◆ **WHAT IS ASKED**
1: Do these statements agree with the article on wages? Answer yes or no for each and quote the deciding words. (a) HSBC's index of smaller, private firms has been in contraction territory for ten months running. (b) The official government measure of manufacturing activity rose to 49.2 in August. (c) In the United States, new orders fell to 47.1 from a July reading of 48.
2: According to the article on wages, which firms does the official government-maintained measure of manufacturing activity focus on?

◆ **GIVEN TEXT**
= = = =

Wednesday, September 05, 2012

Wages plummet in global race to the bottom


Despite massive state intervention, including two interest rate reductions and huge injections of credit, the Chinese economy has been unable to withstand the consequences of global overcapacity.

The  contraction in China’s immense, globally-significant manufacturing sector is recorded by two, complementary  measures. HSBC, the global financial conglomerate, measures activity in the smaller, private firms, and its index has been in contraction territory for ten months in a row.

Last month the official government-maintained measure of manufacturing activity, focussing on big state-owned firms which have been heavily supported by government spending on infrastructure, fell to a lower-than-expected 49.2 in August.

The impact of the growing Chinese downturn is being felt sharply in the United States. In August, manufacturing activity shrank for the third month in row. The Purchasing Managers’ Index recorded that new orders – an indicator of future demand –  fell to 47.1 from a reading of 48 in July.

= = = =

◆ **INFORMATION SHOWN**
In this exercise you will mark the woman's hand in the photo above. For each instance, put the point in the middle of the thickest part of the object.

= = = =

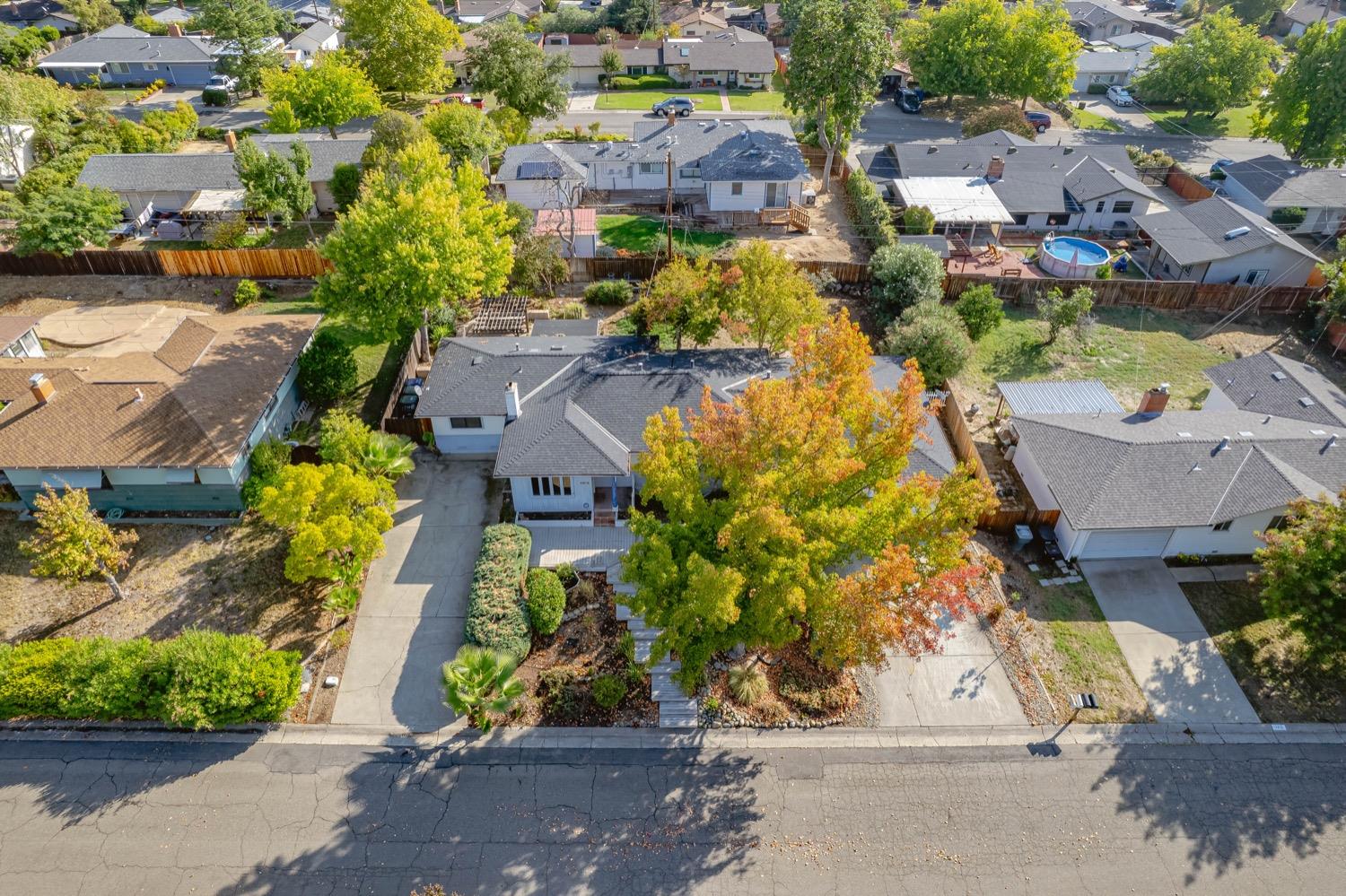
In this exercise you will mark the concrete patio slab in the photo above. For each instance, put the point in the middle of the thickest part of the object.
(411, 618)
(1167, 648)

= = = =

◆ **RESPONSES BY TASK**
1:
(a) Yes: "its index has been in contraction territory for ten months in a row"
(b) No: "fell to a lower-than-expected 49.2 in August"
(c) Yes: "new orders – an indicator of future demand – fell to 47.1 from a reading of 48 in July"

2: Big state-owned firms, which have been heavily supported by government spending on infrastructure.